## PROBLEM STATEMENT
Where does the word "target" show up in the data? Please find each such line and copy it.
□ □ □
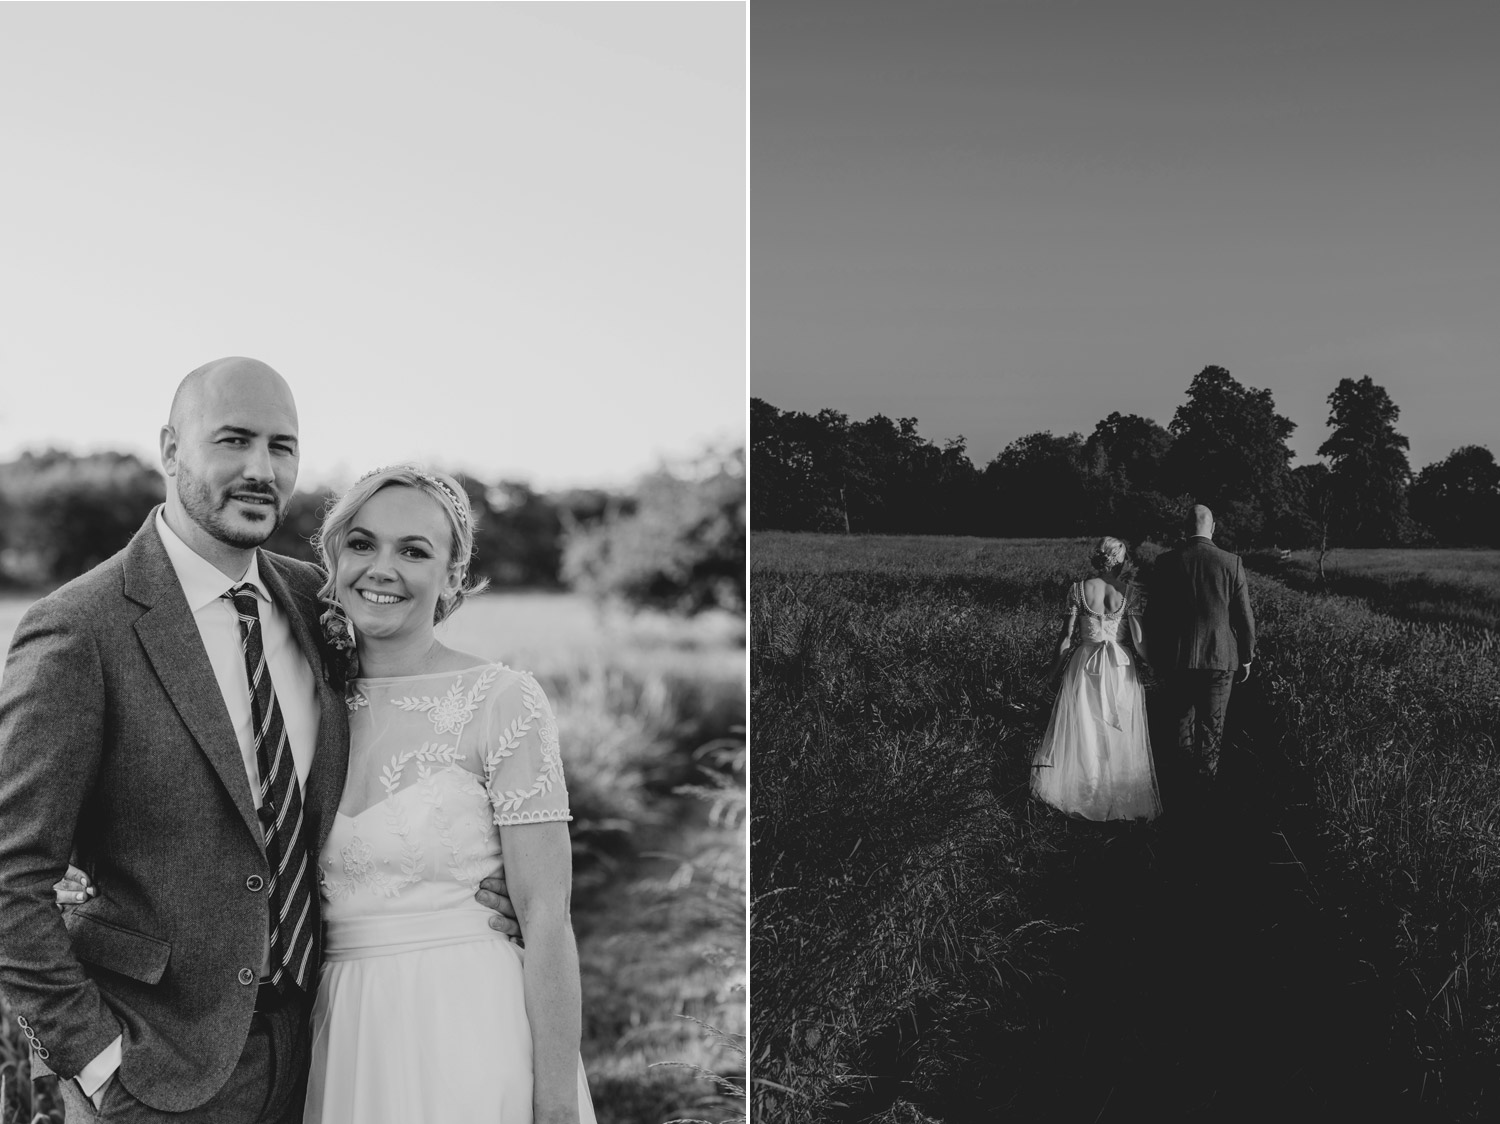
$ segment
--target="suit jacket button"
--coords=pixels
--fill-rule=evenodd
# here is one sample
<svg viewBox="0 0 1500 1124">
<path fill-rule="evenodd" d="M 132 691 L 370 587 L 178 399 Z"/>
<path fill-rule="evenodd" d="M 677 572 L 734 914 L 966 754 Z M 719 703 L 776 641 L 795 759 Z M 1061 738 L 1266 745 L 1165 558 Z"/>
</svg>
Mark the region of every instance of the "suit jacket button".
<svg viewBox="0 0 1500 1124">
<path fill-rule="evenodd" d="M 245 879 L 245 889 L 249 890 L 252 894 L 258 894 L 265 888 L 266 880 L 258 874 L 252 874 L 249 878 Z"/>
<path fill-rule="evenodd" d="M 255 973 L 252 972 L 249 968 L 241 968 L 240 969 L 240 983 L 244 984 L 246 987 L 249 987 L 254 982 L 255 982 Z"/>
</svg>

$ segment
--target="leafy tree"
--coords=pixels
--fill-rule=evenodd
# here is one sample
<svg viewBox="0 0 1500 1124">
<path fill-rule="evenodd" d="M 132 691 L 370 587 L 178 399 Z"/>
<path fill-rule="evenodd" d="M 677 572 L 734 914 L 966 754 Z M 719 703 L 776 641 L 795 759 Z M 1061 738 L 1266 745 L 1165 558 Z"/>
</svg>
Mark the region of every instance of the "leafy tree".
<svg viewBox="0 0 1500 1124">
<path fill-rule="evenodd" d="M 53 585 L 122 549 L 162 501 L 161 474 L 129 453 L 77 456 L 56 449 L 0 465 L 11 581 Z"/>
<path fill-rule="evenodd" d="M 1328 439 L 1318 456 L 1332 464 L 1334 530 L 1351 546 L 1404 542 L 1411 537 L 1406 489 L 1410 447 L 1396 432 L 1400 408 L 1369 375 L 1340 379 L 1328 396 Z"/>
<path fill-rule="evenodd" d="M 757 527 L 848 531 L 851 490 L 867 485 L 849 448 L 849 419 L 782 412 L 750 400 L 752 518 Z M 867 491 L 873 491 L 866 488 Z"/>
<path fill-rule="evenodd" d="M 958 532 L 975 519 L 979 474 L 959 437 L 941 447 L 916 418 L 851 422 L 836 410 L 750 403 L 751 519 L 806 531 Z"/>
<path fill-rule="evenodd" d="M 622 514 L 634 510 L 633 498 L 610 497 L 604 492 L 551 496 L 521 481 L 487 485 L 468 476 L 458 480 L 478 522 L 473 571 L 489 578 L 497 589 L 560 585 L 568 529 L 598 522 L 611 510 Z"/>
<path fill-rule="evenodd" d="M 1028 433 L 984 469 L 991 534 L 1075 535 L 1089 530 L 1083 436 Z"/>
<path fill-rule="evenodd" d="M 563 576 L 601 600 L 698 613 L 745 604 L 745 454 L 641 482 L 635 509 L 567 536 Z"/>
<path fill-rule="evenodd" d="M 1213 508 L 1227 545 L 1255 542 L 1289 512 L 1286 441 L 1296 428 L 1276 412 L 1269 390 L 1242 386 L 1223 367 L 1204 367 L 1167 427 L 1170 490 L 1191 492 Z"/>
<path fill-rule="evenodd" d="M 1174 535 L 1185 500 L 1166 494 L 1172 435 L 1150 418 L 1112 413 L 1084 442 L 1089 532 L 1141 541 Z"/>
<path fill-rule="evenodd" d="M 1172 447 L 1172 435 L 1139 414 L 1109 415 L 1089 434 L 1085 452 L 1096 471 L 1118 481 L 1120 491 L 1161 490 L 1162 463 Z"/>
<path fill-rule="evenodd" d="M 1412 481 L 1411 514 L 1438 542 L 1500 546 L 1500 465 L 1483 445 L 1464 445 Z"/>
</svg>

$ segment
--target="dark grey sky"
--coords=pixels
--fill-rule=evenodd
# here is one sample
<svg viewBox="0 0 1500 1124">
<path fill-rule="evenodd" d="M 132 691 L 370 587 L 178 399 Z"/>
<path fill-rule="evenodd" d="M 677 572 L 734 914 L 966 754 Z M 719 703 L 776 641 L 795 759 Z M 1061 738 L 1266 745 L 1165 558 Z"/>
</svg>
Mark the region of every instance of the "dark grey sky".
<svg viewBox="0 0 1500 1124">
<path fill-rule="evenodd" d="M 1338 380 L 1500 452 L 1486 3 L 755 0 L 751 392 L 983 465 L 1207 364 L 1302 459 Z"/>
</svg>

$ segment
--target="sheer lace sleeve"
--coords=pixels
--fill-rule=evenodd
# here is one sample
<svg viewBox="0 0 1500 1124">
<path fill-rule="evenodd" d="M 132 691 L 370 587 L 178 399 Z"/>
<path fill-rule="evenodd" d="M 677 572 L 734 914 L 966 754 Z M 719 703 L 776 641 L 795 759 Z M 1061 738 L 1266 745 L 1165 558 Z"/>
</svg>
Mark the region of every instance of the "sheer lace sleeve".
<svg viewBox="0 0 1500 1124">
<path fill-rule="evenodd" d="M 571 820 L 557 719 L 540 684 L 515 678 L 496 693 L 485 742 L 484 782 L 500 827 Z"/>
<path fill-rule="evenodd" d="M 1074 582 L 1072 585 L 1068 586 L 1067 600 L 1063 602 L 1062 609 L 1058 612 L 1057 615 L 1061 619 L 1067 620 L 1069 617 L 1073 616 L 1073 614 L 1078 612 L 1078 607 L 1082 604 L 1083 584 L 1081 582 Z"/>
</svg>

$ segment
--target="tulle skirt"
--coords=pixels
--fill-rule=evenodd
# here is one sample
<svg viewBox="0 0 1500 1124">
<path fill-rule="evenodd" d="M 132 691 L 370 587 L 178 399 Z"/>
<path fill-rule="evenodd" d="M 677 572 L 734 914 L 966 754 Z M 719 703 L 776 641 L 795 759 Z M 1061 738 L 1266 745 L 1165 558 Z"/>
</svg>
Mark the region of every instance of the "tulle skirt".
<svg viewBox="0 0 1500 1124">
<path fill-rule="evenodd" d="M 1133 820 L 1161 811 L 1145 692 L 1118 643 L 1085 641 L 1074 651 L 1031 764 L 1032 792 L 1064 812 Z"/>
<path fill-rule="evenodd" d="M 330 921 L 303 1124 L 531 1124 L 521 958 L 487 911 Z"/>
</svg>

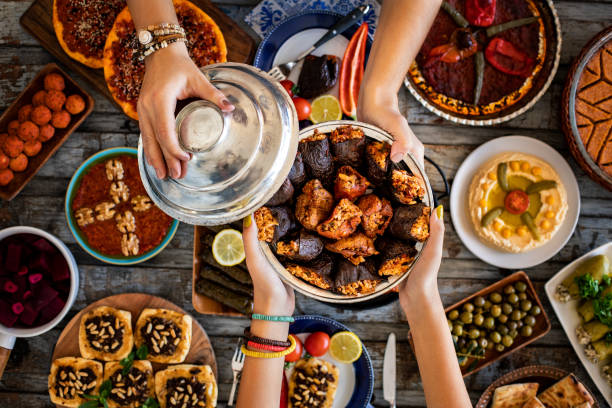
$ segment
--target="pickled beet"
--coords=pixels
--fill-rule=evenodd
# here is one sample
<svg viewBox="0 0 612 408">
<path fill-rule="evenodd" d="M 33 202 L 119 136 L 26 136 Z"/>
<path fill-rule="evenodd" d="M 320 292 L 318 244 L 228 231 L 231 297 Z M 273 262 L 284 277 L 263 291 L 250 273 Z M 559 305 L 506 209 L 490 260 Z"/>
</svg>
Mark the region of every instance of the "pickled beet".
<svg viewBox="0 0 612 408">
<path fill-rule="evenodd" d="M 66 302 L 64 302 L 59 297 L 53 299 L 51 303 L 49 303 L 45 308 L 40 311 L 40 324 L 45 324 L 53 320 L 55 316 L 60 314 L 65 305 Z"/>
<path fill-rule="evenodd" d="M 6 248 L 6 259 L 4 267 L 10 273 L 17 273 L 21 265 L 21 251 L 23 247 L 18 244 L 9 244 Z"/>
<path fill-rule="evenodd" d="M 46 280 L 40 281 L 38 285 L 36 285 L 36 289 L 34 290 L 34 300 L 32 301 L 33 306 L 41 310 L 43 307 L 47 306 L 53 299 L 55 299 L 59 293 L 57 290 L 53 289 L 51 285 L 47 283 Z"/>
<path fill-rule="evenodd" d="M 19 316 L 13 313 L 11 304 L 0 300 L 0 323 L 6 327 L 13 327 Z"/>
<path fill-rule="evenodd" d="M 21 298 L 23 300 L 27 300 L 31 296 L 32 296 L 32 291 L 28 289 L 25 292 L 23 292 L 23 295 L 21 295 Z"/>
<path fill-rule="evenodd" d="M 40 280 L 42 279 L 42 273 L 33 273 L 30 276 L 28 276 L 28 280 L 30 281 L 30 283 L 32 285 L 37 284 L 38 282 L 40 282 Z"/>
<path fill-rule="evenodd" d="M 29 272 L 28 267 L 25 265 L 22 265 L 21 268 L 19 268 L 19 270 L 17 271 L 17 276 L 27 275 L 28 272 Z"/>
<path fill-rule="evenodd" d="M 51 276 L 53 281 L 61 281 L 70 278 L 70 269 L 68 263 L 62 254 L 57 253 L 51 259 Z"/>
<path fill-rule="evenodd" d="M 19 315 L 19 321 L 26 326 L 32 326 L 38 317 L 38 310 L 35 310 L 32 304 L 26 303 L 23 307 L 23 313 Z"/>
<path fill-rule="evenodd" d="M 4 291 L 8 292 L 8 293 L 15 293 L 17 292 L 17 289 L 19 289 L 17 287 L 17 285 L 15 285 L 15 283 L 13 281 L 7 280 L 6 282 L 4 282 Z"/>
<path fill-rule="evenodd" d="M 30 269 L 35 271 L 49 272 L 49 258 L 47 254 L 40 253 L 30 261 Z"/>
<path fill-rule="evenodd" d="M 32 243 L 32 246 L 40 252 L 55 252 L 56 248 L 46 239 L 39 238 Z"/>
<path fill-rule="evenodd" d="M 13 310 L 13 313 L 20 315 L 23 312 L 23 305 L 21 302 L 13 303 L 11 309 Z"/>
</svg>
□ □ □
## SOLUTION
--target="suit jacket button"
--target="leafy tree"
--target="dark grey sky"
--target="sheer lace sleeve"
--target="tulle skirt"
--target="pickled beet"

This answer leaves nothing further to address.